=== EXERCISE DATA ===
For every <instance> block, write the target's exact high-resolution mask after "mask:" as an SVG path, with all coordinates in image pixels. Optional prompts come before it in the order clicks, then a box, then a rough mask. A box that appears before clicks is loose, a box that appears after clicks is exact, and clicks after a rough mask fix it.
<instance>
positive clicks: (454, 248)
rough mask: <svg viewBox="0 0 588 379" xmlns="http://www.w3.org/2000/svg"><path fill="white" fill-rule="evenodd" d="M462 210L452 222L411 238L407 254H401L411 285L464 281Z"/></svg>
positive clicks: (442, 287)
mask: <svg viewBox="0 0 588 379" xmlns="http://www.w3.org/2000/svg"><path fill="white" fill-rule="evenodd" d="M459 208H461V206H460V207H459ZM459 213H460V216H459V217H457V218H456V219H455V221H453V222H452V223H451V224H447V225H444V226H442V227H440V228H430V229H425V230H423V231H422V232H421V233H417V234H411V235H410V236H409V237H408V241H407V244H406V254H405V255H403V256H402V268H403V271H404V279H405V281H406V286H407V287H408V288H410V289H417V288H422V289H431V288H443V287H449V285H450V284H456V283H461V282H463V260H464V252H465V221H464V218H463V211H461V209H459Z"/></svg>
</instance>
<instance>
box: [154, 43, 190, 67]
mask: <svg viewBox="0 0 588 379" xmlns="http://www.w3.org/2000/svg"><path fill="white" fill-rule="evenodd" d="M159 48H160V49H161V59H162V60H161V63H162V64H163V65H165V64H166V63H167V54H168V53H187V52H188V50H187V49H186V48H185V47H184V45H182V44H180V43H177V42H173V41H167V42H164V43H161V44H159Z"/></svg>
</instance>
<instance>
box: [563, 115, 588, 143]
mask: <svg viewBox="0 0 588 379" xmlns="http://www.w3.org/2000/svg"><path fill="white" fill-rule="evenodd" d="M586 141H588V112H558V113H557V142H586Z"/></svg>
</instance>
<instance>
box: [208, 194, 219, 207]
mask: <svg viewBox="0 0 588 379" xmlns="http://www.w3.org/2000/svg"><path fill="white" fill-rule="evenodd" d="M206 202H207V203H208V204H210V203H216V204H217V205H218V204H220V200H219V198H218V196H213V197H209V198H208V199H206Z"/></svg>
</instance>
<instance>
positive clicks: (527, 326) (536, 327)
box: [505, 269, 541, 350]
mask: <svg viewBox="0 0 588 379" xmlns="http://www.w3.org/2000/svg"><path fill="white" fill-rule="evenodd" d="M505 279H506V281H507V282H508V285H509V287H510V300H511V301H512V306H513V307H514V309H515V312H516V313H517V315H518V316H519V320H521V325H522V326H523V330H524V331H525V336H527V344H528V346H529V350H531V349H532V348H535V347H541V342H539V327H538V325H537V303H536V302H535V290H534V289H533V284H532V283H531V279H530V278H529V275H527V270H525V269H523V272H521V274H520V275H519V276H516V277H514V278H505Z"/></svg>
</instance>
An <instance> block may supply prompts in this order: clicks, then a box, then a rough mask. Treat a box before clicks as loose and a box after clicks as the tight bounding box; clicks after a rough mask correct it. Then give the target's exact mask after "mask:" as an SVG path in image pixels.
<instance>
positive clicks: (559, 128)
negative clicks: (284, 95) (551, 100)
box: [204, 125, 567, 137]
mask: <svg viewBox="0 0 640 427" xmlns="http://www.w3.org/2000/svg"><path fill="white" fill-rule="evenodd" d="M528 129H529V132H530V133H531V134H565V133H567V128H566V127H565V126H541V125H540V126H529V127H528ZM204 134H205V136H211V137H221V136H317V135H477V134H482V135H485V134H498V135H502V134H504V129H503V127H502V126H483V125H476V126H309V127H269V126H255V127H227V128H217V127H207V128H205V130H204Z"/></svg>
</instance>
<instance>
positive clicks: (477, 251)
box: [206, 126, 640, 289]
===
> **TASK REQUIREMENTS**
Starting with the first line of the listing, output each line exactly until you have included the one containing "rough mask: <svg".

> **RESPONSE**
For every <instance> block, write the target's exact high-resolution mask after "mask:" as an SVG path, with all coordinates in image pixels. Optional prompts come before it in the order clicks, then a box, then a rough mask. A box that appears before clicks is loose, a box that appears after clicks is exact, and clicks after a rough mask fix it.
<instance>
positive clicks: (454, 248)
rough mask: <svg viewBox="0 0 588 379" xmlns="http://www.w3.org/2000/svg"><path fill="white" fill-rule="evenodd" d="M462 210L452 222L411 238L407 254H401L411 285L464 281Z"/></svg>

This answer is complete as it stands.